> Work item: Please set down exactly the lines of the listing below from the line containing "the white window" through the line containing "Target: white window trim", both lines included, leaving out all other lines.

> Recorded data:

+++++

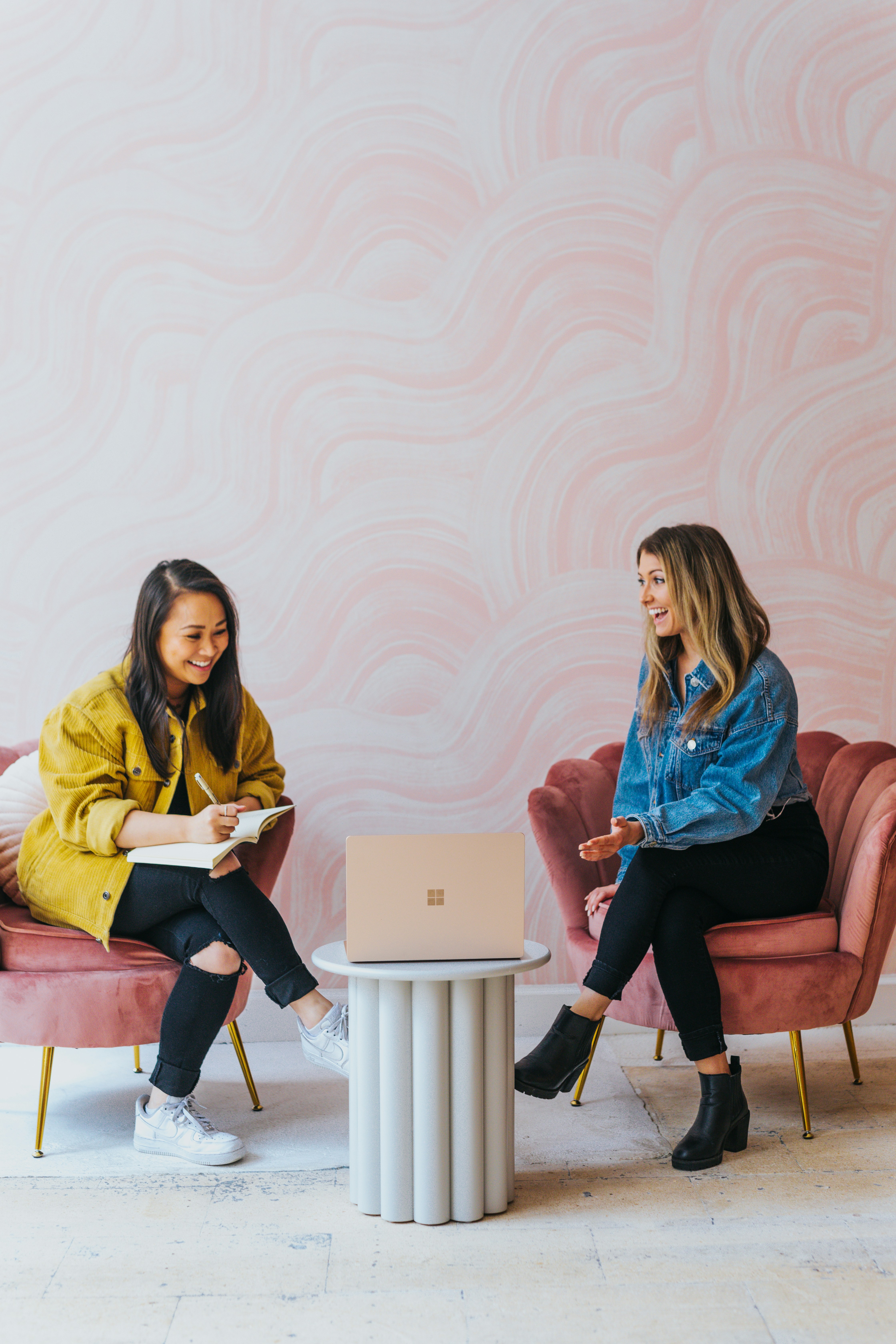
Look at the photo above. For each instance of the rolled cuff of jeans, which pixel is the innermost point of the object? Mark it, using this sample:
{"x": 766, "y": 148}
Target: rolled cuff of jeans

+++++

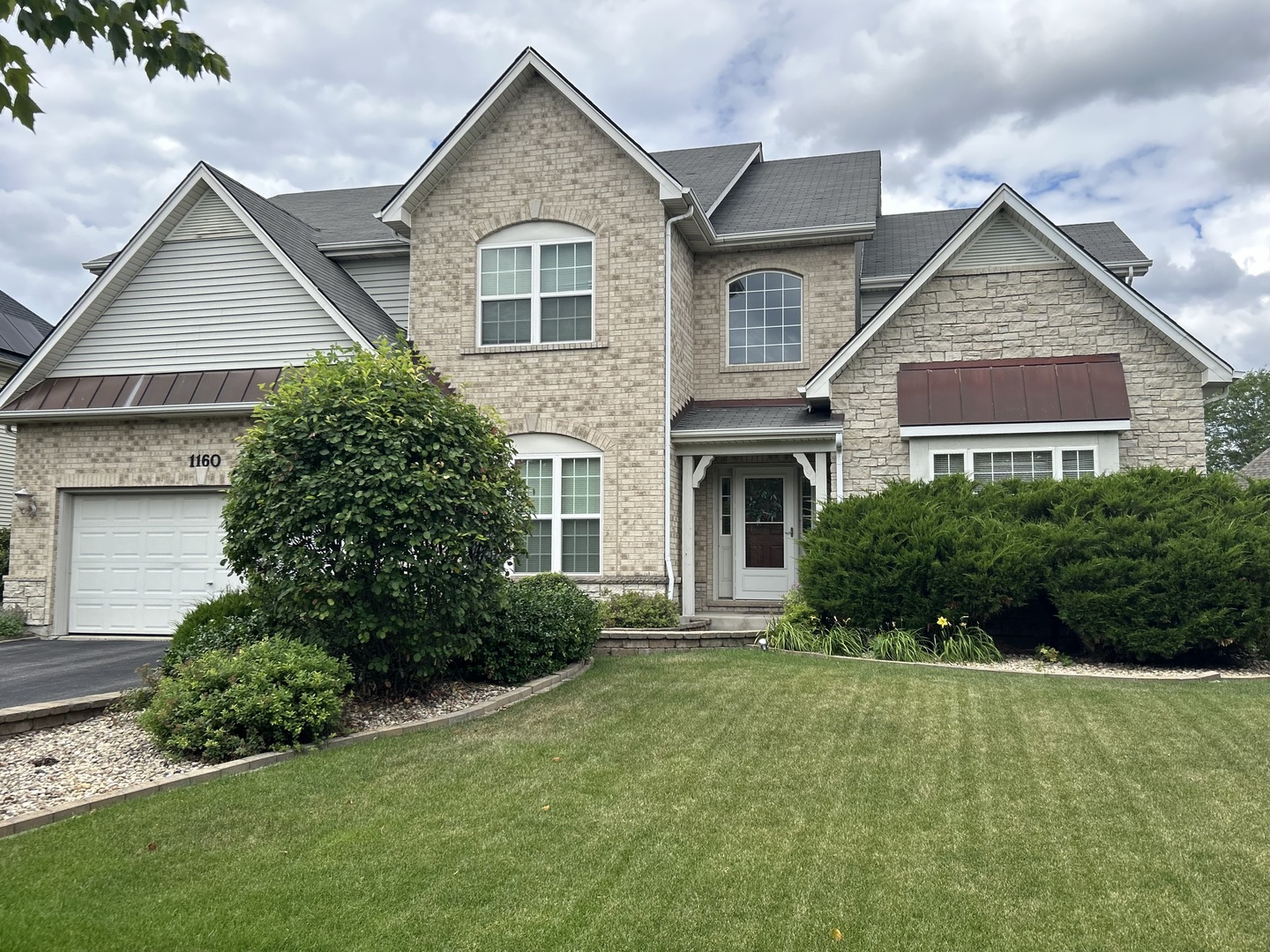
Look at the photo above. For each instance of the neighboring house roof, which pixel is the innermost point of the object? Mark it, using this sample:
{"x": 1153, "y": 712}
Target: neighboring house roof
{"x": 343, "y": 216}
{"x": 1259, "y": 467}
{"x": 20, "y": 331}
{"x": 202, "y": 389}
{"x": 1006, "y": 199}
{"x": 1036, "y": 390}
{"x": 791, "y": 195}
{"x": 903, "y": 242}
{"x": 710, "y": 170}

+++++

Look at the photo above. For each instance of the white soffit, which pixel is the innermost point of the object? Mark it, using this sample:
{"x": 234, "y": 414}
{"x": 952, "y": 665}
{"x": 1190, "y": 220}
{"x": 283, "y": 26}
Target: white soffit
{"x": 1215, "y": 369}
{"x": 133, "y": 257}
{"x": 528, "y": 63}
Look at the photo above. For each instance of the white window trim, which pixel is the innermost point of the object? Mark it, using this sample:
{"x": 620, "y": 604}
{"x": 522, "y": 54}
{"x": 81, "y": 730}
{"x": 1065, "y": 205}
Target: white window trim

+++++

> Output:
Look at the photo above. For each instance of the white window trim, which pixel is the innermost point of the object? Mark it, using this sample:
{"x": 620, "y": 604}
{"x": 522, "y": 54}
{"x": 81, "y": 730}
{"x": 1065, "y": 205}
Target: white window trim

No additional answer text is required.